## Text to read
%%
Then why are you telling people to discard coding standards? If you have expectations about “good clean code”, then you have standards. You just haven’t written them down.

You decide if you can sleep at night with random code layouts and inconsistent variable names. But you know what, maybe they just don’t matter for a 100 line node.js mini-server that only does one thing. You decide.

Maybe they don’t matter right now - but what if the customer decides that it needs to do two things in a month’s time? This attitude of ‘good enough for now’ is unfortunately pervasive throughout our industry, and in my opinion, it’s poisonous. If one person on the team has this attitude, then it rubs off on the other members of the team until you end up with a bunch of people who optimise for time at the expense of quality. Reversing this attitude is a monumental task: how do you convince people that ‘good enough’ is not good enough, when all of the rock-stars are telling them it is? The boring software is what makes our modern world function – and people rely on it. You may not think that your current project is particularly exciting – but what does your customer think of it? If it’s going to save them time and money, then it’s probably one of the most important things in their professional lives right now. If you have any sense of professional pride – you’ll want to do a good job - the best job – and you’ll want to make your customers happy.
%%
## Records shown
%%
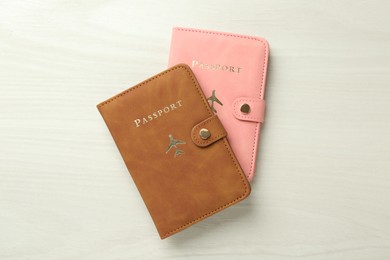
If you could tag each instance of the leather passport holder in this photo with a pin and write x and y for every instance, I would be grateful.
(175, 149)
(231, 70)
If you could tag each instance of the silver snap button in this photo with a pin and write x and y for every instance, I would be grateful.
(245, 108)
(204, 133)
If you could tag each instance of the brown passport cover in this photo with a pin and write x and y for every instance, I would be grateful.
(181, 177)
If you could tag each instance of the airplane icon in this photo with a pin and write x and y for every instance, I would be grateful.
(213, 99)
(173, 143)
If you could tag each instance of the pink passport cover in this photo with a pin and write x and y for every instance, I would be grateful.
(231, 70)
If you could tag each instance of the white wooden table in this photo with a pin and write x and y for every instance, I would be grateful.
(322, 189)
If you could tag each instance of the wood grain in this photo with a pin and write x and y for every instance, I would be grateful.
(322, 189)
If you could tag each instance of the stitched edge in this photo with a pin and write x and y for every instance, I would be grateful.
(185, 67)
(190, 73)
(206, 143)
(251, 171)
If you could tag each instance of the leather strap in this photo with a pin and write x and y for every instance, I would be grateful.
(213, 126)
(256, 109)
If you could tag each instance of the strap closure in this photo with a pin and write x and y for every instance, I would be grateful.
(249, 109)
(208, 132)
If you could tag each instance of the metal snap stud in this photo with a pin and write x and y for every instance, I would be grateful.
(204, 133)
(245, 108)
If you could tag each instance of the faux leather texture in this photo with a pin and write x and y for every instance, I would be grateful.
(230, 66)
(180, 182)
(212, 124)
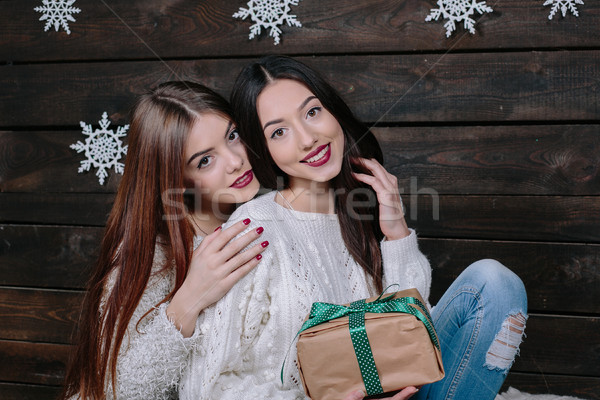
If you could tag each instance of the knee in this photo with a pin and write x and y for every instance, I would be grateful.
(494, 277)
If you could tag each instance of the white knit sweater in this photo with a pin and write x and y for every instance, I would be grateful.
(244, 338)
(153, 353)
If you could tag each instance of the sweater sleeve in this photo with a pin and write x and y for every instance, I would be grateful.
(153, 353)
(404, 264)
(242, 349)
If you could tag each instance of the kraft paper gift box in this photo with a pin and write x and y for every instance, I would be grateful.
(393, 345)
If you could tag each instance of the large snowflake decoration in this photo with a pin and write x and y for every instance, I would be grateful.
(57, 13)
(268, 14)
(565, 5)
(103, 148)
(458, 10)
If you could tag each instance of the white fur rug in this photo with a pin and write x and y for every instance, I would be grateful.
(514, 394)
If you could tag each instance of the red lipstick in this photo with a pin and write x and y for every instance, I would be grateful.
(243, 180)
(321, 153)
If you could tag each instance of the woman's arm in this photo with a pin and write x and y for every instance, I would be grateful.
(403, 262)
(216, 266)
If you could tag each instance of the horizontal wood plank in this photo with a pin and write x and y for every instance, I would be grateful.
(47, 256)
(507, 160)
(16, 391)
(139, 29)
(559, 278)
(560, 385)
(52, 208)
(533, 86)
(560, 345)
(35, 363)
(570, 350)
(38, 315)
(531, 218)
(539, 159)
(64, 256)
(44, 162)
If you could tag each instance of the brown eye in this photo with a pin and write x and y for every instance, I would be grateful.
(204, 162)
(233, 135)
(277, 133)
(313, 111)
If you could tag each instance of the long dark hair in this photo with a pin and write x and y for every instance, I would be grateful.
(359, 225)
(160, 122)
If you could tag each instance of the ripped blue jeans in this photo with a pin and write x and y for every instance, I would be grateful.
(480, 322)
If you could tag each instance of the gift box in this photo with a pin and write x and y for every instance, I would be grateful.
(379, 345)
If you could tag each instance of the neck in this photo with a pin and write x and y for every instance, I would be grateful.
(310, 196)
(207, 219)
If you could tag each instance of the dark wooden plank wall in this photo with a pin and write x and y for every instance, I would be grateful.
(494, 138)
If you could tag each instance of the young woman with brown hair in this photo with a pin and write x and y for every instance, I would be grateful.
(338, 234)
(158, 266)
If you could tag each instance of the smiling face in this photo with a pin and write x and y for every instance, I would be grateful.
(304, 138)
(216, 163)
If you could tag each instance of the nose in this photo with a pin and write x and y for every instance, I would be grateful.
(306, 137)
(235, 161)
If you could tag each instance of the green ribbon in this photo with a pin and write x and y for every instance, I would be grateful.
(323, 312)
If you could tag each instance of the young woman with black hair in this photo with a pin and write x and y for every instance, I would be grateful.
(335, 222)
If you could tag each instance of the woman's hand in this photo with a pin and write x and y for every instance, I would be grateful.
(391, 213)
(404, 394)
(217, 264)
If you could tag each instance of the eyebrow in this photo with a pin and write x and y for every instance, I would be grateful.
(277, 121)
(198, 154)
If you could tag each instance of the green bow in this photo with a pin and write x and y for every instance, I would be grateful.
(323, 312)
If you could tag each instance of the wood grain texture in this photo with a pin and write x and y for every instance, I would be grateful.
(570, 350)
(151, 29)
(558, 278)
(44, 162)
(39, 315)
(15, 391)
(556, 218)
(36, 363)
(503, 160)
(64, 255)
(47, 256)
(560, 345)
(532, 86)
(562, 385)
(53, 208)
(531, 218)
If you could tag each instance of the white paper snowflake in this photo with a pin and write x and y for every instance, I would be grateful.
(57, 13)
(458, 10)
(268, 14)
(565, 5)
(103, 148)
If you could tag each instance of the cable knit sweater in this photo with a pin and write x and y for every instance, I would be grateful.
(244, 338)
(154, 353)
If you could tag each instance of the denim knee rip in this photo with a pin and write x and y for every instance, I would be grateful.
(505, 346)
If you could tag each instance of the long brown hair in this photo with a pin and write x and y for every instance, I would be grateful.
(359, 225)
(160, 122)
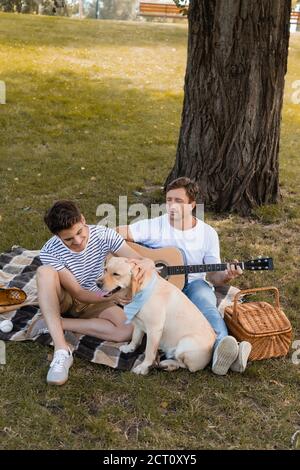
%%
## Instruction A
Quote every sentence in the passage on coding standards that ends with a question mark.
## Instruction B
Pick up the passage on coding standards where it stops, and continue it in the same voice.

## Task response A
1. Then why are you telling people to discard coding standards?
2. Maybe they don’t matter right now - but what if the customer decides that it needs to do two things in a month’s time?
3. Reversing this attitude is a monumental task: how do you convince people that ‘good enough’ is not good enough, when all of the rock-stars are telling them it is?
4. You may not think that your current project is particularly exciting – but what does your customer think of it?

## Task response B
So coding standards serve an important purpose: they give your customers confidence that you’re going to meet your responsibilities. You don’t just throw a bunch of random code together: you think about problems, you minimise costs, and you maximise value for both the customer and yourself.

Whether your coding standards live in your team leader’s head; whether they’re on a company Wiki or in a PDF document – it’s important to have them. You can’t objectively assess every line of code on its own merits just because ‘standards limit imagination’ or whatever nonsense you just read online. The reality is this: you have a responsibility to yourself, to your colleagues, to your company, and to your customers. Standards are about more than just enforcing some ridiculous rules upon your development team. If we aren’t seriously trying to meet our responsibilities, then what good are we? If our customers can’t trust us to take their projects seriously: to enforce good practices and standards across our work, then why in the world should they hire us?

But how is the master craftsman judged? By results, only.

Wrong. If you’re buying something just because it looks flashy and cool, then you’re going to have problems sooner or later. The people who buy software often have no idea about what’s going on beneath the surface. It’s not like assessing the build quality of a new table or chair. You can’t reliably determine whether software is well written, robust, or easily maintainable simply by looking at its GUI. You can’t give the login screen a good smack to see if the legs fall off.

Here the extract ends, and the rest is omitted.